[Items listed in a dataset]
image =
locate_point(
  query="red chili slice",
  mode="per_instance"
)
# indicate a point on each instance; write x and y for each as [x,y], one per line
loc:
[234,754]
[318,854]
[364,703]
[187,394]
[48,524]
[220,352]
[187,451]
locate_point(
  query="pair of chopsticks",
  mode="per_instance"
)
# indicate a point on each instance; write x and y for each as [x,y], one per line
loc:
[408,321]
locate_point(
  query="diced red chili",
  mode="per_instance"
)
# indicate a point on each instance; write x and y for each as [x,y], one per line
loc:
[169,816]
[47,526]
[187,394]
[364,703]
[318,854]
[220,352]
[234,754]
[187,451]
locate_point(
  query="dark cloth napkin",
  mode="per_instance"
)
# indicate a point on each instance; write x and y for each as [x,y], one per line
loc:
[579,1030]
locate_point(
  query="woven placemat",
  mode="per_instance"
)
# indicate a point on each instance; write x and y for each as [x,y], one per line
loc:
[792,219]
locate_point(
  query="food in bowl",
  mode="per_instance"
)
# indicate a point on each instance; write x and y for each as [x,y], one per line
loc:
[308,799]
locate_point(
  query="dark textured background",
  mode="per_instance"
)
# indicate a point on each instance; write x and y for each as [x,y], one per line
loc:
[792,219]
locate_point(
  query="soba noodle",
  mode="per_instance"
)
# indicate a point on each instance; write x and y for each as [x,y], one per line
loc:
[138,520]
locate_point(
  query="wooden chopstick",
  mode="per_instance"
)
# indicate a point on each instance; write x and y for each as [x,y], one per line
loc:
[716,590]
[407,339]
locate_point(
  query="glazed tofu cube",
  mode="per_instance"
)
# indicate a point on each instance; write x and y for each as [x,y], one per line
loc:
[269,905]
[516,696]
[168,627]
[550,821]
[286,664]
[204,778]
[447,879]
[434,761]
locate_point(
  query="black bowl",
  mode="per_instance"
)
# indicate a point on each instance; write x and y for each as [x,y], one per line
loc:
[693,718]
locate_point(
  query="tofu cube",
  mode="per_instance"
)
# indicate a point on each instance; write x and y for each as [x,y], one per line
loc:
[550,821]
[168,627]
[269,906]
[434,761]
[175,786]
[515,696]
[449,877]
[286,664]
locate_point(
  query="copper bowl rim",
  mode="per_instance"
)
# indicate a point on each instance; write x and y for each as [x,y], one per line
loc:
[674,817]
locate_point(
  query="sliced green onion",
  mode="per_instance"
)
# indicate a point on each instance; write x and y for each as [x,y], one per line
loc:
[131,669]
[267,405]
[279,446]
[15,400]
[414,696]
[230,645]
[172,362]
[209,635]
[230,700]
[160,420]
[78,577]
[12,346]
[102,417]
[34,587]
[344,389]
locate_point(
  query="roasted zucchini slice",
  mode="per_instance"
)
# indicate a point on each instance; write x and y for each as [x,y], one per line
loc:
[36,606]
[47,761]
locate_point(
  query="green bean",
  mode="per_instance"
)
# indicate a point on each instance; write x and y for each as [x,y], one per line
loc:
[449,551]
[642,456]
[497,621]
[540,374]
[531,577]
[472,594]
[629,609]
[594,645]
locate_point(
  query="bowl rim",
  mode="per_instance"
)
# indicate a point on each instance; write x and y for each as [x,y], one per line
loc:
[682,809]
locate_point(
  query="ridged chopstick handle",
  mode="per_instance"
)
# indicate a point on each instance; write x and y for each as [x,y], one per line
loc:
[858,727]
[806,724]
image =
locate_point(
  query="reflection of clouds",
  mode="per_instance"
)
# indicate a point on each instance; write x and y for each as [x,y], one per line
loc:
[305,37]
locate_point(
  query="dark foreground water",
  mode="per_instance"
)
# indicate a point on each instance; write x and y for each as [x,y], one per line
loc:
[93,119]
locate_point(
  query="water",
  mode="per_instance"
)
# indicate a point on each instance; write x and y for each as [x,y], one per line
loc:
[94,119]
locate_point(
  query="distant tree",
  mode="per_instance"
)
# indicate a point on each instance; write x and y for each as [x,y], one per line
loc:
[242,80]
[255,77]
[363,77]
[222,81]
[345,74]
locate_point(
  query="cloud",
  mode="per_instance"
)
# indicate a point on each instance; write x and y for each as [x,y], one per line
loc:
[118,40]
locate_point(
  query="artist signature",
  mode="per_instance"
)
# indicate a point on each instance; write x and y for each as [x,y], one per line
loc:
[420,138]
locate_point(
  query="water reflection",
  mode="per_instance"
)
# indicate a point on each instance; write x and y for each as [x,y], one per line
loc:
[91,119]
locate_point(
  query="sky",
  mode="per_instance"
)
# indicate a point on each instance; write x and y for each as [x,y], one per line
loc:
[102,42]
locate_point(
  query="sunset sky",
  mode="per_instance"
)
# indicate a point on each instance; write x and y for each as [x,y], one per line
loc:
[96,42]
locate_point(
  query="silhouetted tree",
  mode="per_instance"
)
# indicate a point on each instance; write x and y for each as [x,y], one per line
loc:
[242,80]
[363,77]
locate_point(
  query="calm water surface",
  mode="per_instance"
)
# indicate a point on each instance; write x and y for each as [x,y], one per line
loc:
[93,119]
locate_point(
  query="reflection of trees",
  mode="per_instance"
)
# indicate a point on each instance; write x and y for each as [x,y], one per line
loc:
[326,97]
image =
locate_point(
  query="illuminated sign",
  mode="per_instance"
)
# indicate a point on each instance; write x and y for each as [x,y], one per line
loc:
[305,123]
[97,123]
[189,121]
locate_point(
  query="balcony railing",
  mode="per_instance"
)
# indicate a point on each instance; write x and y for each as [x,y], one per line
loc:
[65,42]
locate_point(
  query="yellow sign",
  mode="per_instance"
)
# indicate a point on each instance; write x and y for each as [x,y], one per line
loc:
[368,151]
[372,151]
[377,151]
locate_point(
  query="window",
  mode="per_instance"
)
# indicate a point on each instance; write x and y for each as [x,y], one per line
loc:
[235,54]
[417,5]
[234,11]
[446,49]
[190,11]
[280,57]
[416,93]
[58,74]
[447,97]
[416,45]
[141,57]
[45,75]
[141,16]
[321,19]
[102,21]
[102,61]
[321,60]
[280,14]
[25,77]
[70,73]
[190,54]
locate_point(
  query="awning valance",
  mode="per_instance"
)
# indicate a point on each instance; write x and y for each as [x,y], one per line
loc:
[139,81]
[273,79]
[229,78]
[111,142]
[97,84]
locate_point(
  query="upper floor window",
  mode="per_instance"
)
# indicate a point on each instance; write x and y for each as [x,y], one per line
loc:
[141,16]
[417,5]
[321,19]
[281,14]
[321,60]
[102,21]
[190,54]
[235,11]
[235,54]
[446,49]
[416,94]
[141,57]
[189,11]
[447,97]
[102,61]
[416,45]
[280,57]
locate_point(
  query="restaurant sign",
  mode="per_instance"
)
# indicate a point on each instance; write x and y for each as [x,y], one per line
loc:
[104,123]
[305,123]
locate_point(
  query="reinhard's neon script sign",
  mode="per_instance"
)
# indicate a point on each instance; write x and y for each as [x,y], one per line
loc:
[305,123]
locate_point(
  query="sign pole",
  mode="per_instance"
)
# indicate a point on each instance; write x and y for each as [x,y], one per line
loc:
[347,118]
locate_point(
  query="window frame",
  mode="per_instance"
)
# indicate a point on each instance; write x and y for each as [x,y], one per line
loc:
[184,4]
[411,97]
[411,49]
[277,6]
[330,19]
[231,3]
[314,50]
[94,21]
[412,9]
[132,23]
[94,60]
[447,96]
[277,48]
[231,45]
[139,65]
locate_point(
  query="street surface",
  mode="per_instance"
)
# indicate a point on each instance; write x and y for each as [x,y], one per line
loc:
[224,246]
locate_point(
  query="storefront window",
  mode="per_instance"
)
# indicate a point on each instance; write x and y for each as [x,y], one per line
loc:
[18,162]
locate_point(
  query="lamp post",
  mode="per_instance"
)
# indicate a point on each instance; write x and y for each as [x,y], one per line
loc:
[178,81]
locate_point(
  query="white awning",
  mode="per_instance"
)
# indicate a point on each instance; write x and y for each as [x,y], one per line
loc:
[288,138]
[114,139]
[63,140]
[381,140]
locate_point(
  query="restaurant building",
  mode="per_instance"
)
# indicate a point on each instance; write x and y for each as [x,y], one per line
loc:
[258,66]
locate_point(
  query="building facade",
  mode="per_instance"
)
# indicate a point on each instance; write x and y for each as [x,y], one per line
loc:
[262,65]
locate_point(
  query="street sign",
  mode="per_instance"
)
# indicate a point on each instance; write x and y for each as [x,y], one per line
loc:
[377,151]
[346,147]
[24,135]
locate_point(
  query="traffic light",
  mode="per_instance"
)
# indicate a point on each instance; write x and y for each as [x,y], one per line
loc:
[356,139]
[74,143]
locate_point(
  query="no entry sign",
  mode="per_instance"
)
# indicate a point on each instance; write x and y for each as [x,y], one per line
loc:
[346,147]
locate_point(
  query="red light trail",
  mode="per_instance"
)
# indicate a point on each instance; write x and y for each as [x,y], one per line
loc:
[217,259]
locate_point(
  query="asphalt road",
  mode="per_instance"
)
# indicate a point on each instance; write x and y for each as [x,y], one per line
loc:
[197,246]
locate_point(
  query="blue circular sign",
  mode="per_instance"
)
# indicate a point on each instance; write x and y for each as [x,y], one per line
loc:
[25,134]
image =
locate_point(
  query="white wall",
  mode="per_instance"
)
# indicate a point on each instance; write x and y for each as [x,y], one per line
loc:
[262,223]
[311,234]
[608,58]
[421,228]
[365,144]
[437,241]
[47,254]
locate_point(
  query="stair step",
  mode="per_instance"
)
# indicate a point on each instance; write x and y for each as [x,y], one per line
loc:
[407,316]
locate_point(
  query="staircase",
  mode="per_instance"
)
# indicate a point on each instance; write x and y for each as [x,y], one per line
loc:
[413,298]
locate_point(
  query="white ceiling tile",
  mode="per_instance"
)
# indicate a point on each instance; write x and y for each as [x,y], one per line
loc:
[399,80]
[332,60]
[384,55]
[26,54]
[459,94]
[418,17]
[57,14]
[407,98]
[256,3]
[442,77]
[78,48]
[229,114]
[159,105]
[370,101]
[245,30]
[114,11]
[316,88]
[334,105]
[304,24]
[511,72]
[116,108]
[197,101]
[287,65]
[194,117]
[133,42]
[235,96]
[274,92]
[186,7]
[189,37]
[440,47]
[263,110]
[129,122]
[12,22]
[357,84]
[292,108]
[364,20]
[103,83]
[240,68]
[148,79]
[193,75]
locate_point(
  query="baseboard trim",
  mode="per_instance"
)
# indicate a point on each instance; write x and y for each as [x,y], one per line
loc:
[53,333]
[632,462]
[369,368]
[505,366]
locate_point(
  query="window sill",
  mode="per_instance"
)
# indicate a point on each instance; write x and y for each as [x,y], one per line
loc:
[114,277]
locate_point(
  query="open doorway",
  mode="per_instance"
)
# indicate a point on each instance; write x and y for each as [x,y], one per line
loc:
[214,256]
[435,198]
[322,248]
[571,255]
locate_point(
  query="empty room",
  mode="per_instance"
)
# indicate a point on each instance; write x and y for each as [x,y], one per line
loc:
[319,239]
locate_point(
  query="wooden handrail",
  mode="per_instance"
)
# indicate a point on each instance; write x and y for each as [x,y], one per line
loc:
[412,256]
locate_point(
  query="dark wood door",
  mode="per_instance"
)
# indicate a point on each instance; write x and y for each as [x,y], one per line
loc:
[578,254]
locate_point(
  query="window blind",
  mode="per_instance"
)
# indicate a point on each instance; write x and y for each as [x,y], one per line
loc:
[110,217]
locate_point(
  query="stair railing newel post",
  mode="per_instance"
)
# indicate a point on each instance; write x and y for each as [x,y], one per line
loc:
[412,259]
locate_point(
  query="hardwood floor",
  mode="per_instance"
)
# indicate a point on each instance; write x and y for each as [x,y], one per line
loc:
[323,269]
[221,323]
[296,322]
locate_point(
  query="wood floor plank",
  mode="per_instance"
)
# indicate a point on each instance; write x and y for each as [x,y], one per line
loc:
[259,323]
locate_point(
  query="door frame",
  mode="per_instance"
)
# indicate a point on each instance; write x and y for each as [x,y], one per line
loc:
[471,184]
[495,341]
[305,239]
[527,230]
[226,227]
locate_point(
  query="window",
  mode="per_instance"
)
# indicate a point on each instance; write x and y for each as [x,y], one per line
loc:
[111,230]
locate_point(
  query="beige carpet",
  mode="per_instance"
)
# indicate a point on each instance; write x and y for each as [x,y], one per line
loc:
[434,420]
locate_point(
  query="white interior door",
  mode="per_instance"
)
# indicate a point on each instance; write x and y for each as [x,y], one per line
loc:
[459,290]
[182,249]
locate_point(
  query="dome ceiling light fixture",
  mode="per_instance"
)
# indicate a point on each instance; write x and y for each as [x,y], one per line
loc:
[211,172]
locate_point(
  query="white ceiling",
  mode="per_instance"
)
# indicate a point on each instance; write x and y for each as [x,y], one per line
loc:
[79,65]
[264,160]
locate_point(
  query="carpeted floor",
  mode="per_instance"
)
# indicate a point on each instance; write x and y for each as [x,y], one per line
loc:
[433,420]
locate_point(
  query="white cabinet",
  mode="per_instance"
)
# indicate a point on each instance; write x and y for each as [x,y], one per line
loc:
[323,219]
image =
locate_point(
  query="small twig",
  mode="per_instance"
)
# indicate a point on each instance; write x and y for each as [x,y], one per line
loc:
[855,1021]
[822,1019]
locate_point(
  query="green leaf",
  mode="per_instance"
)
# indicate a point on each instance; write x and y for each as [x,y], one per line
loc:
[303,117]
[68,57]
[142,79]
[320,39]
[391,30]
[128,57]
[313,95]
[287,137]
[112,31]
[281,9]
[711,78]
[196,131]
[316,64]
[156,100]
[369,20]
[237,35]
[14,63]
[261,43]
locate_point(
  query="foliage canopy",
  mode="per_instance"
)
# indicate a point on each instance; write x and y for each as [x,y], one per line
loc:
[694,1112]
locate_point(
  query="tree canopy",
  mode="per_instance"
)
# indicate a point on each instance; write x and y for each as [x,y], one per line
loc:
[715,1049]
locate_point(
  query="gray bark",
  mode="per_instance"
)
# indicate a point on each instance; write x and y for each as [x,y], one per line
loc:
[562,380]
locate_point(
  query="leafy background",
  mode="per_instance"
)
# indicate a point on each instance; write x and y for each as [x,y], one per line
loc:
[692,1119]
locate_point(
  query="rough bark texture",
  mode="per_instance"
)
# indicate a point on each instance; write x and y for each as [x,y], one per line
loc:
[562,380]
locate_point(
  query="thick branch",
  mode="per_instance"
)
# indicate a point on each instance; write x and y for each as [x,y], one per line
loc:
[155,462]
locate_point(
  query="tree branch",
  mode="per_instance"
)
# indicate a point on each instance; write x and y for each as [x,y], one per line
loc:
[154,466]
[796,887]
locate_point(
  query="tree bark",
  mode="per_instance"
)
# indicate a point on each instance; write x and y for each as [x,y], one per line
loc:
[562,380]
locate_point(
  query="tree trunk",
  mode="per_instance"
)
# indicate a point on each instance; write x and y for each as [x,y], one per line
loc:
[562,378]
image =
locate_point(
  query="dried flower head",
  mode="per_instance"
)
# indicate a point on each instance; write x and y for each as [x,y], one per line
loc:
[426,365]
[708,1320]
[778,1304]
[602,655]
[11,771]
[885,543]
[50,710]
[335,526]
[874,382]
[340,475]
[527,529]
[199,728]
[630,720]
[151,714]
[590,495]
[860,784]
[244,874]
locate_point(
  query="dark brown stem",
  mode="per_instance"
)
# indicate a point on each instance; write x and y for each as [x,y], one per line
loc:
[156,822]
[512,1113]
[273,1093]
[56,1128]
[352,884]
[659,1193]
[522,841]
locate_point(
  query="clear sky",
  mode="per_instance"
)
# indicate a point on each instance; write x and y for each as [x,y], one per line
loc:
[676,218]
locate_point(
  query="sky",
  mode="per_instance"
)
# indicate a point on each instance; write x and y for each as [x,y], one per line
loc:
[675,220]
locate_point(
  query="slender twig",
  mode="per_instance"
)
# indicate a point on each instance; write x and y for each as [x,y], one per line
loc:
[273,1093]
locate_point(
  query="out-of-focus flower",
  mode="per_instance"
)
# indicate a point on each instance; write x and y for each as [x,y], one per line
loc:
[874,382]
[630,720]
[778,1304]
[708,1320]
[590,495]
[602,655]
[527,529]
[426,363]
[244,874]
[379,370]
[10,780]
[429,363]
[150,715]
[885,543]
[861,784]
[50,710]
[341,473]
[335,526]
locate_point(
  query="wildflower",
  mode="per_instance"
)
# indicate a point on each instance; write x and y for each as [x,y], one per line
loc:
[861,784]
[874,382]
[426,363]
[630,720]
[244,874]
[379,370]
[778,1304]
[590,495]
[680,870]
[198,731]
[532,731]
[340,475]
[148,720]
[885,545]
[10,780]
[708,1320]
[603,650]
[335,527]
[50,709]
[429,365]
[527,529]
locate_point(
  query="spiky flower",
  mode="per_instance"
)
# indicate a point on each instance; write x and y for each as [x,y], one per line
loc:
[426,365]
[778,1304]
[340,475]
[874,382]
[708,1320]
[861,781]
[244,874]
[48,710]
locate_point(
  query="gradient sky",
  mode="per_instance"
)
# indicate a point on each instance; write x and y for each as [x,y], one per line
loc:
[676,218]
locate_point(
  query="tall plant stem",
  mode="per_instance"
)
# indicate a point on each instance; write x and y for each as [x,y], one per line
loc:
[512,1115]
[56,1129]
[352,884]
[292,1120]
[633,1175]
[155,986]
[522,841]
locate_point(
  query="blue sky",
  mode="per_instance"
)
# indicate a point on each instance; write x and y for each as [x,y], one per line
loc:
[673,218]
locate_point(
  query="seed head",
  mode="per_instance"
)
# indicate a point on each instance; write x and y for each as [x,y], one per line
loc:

▸ **Work required**:
Report every line of the records above that contains the word "white". Case counts, so lines where the word appears only with different capitalization do not match.

▸ **Output below**:
  query="white awning",
  query="white wall",
  query="white ceiling tile",
  query="white interior door",
  query="white ceiling",
  query="white cabinet",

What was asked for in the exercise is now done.